**SOURCE DOCUMENT**:
◆ ◆ ◆ ◆ ◆

2. DOCUMENTS. The Trust has furnished Xxxxxx Square copies of the
Trust's Agreement and Delaration of Trust, By-Laws, Advisory Agreement,
Distribution Agreement, Accounting Services Agreement, Custody Agreement,
Transfer Agency Agreement, Shareholder Servicing Plan and Agreement, most
recent Registration Statement on Form N-1A, current Prospectus and
Statement of Additional Information (the "SAI") and all forms relating to
the plan, program or service offered by the Trust. The Trust shall furnish
promptly to Xxxxxx Square a copy of any amendment or supplement to the
above-mentioned documents. The Trust shall furnish promptly to Xxxxxx
Square any additional documents necessary for it to perform its functions
hereunder or such other documents as Xxxxxx Square shall request.
3. ADMINISTRATIVE SERVICES. Subject to the direction and control of
the Board of Trustees of the Trust (the "Trustees") and to the extent not
otherwise the responsibility of, or provided by, the Trust or other supply
agents of the Trust, Xxxxxx Square shall provide the following
administrative services:
a. Supply:
(i) office facilities (which may be in Xxxxxx Square's or
its affiliates' own offices);
(ii) non-investment related statistical and research data;
(iii)executive and administrative services;
(iv) stationery and office supplies at Trust expense; and
(v) corporate secretarial services, such as the preparation
and distribution of materials at Trust expense for
meetings of the Board of Trustee or shareholders;
b. Prepare and file, if necessary, reports to shareholders of
the Trust and reports with the Securities and Exchange Commission
(the "SEC"), state securities authorities including preliminary
and definitive proxy materials, post-effective amendments to the
Trust's registration statement, Rule 24f-2 Notices, Form N-SAR
filings and Prospectus supplements;
c. Monitor each Fund's compliance with the investment
restrictions and limitations imposed by the 1940 Act, and state
securities laws and applicable regulations thereunder, the
fundamental and non-fundamental investment policies and
limitations set forth in the Prospectus and SAI, and the
investment restrictions and limitations necessary for each Fund
to qualify as a regulated investment company under Subchapter M
of the Internal Revenue Code of 1986, as amended (the "Code") or
any successor statute;
d. Monitor sales of each Fund's shares and ensure that such
shares are properly, registered as required with the SEC and
applicable state authorities;
e. Prepare and distribute to appropriate parties notices
announcing the declaration of dividends and other distributions
to shareholders;
f. Prepare financial statements and footnotes and other
financial information with such frequency and in such format as
required to be included in reports to shareholders and the SEC;
g. Review sales literature and file such with regulatory
authorities, as necessary;
h. Provide information regarding material developments in state
securities regulation; and
i. Provide personnel to serve as officers of the Trust if so
elected by the Board of Trustees.

◆ ◆ ◆ ◆ ◆

**DATASET EXCERPT**:
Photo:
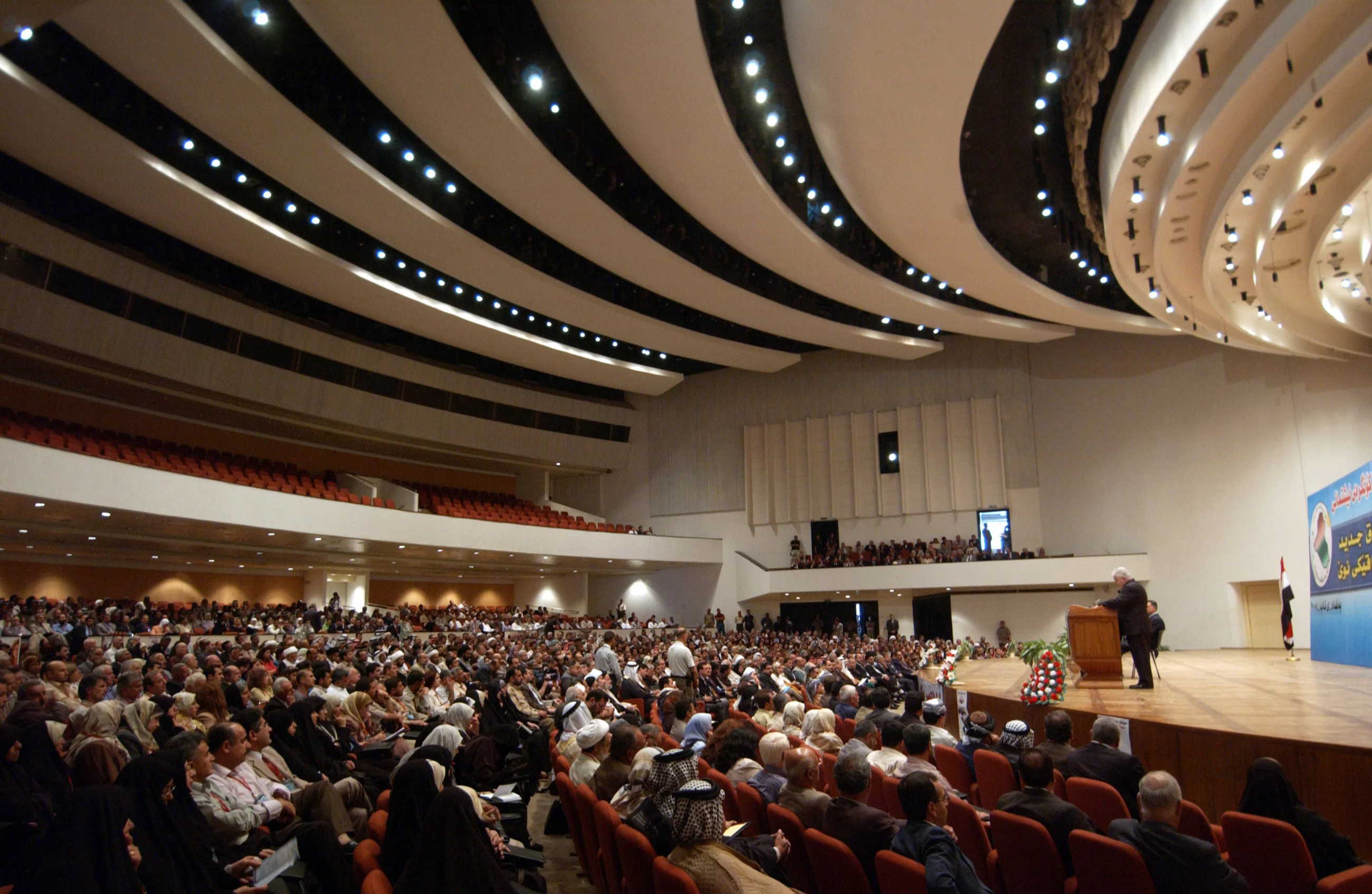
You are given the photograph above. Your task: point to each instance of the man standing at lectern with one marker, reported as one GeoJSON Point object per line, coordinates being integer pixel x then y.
{"type": "Point", "coordinates": [1131, 606]}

◆ ◆ ◆ ◆ ◆

**AIM 1**: In the trust services agreement, at whose expense does Xxxxxx Square supply stationery and office supplies?
**AIM 2**: Write the next part of the trust services agreement, starting after the item on providing personnel to serve as officers of the Trust.

**RESULT 1**: At the Trust's expense.

**RESULT 2**:
4. EXPENSES OF THE TRUST. The Trust agrees that it will pay all its
expenses other than those expressly stated to be payable by Xxxxxx Square
hereunder, which expenses payable by the Trust shall include, without
limitation:
a. Fees payable for investment advisory services provided by
the Trust's Investment Adviser;
b. Fees payable for services provided by the Trust's
independent public accountants;
c. Fees payable for accounting services;
d. Fees payable for transfer agency services;
e. Fees payable for custodial services;
f. The cost of obtaining quotations for calculating the value
of the assets of each Fund;
g. Taxes levied against the Trust or any Fund;
h. Brokerage fees, xxxx-ups and commissions in connection with
the purchase and sale of portfolio securities;
i. Costs, including the interest expense, of borrowing money;
j. Costs and/or fees incident to holding meetings of the Board
of Trustees and shareholders, preparation (including typesetting,
printing and XXXXX filing charges) and mailing of prospectuses,
reports and proxy materials to the existing shareholders of the
Trust, filing of reports with regulatory bodies, maintenance of
the Trust's corporate existence, and registration of shares with
federal and state securities authorities;
k. Legal fees and expenses;
l. Costs of printing share certificates representing shares of
the Trust;
m. Fees payable to, and expenses of, members of the Board of
Trustees who are not "interested persons" of the Trust;
n. Out-of-pocket expenses incurred in connection with the
provision of administration, accounting, custodial and transfer
agency services;
o. Premiums payable on the fidelity bond required by Section
17(g) of the 1940 Act, and any other premiums payable on
insurance policies related to the Trust's business and the
investment activities of its Funds;
p. Rule 12b-1 fees, if any;
q. Shareholder service fees, if any;
r. Fees, voluntary assessments and other expenses incurred in
connection with the Trust's membership in investment company
organizations; and
s. Such non-recurring expenses as may arise, including actions,
suits or proceedings to which the Trust is a party and the legal
obligation which the Trust may have to indemnify its Trustees and
officers with respect thereto.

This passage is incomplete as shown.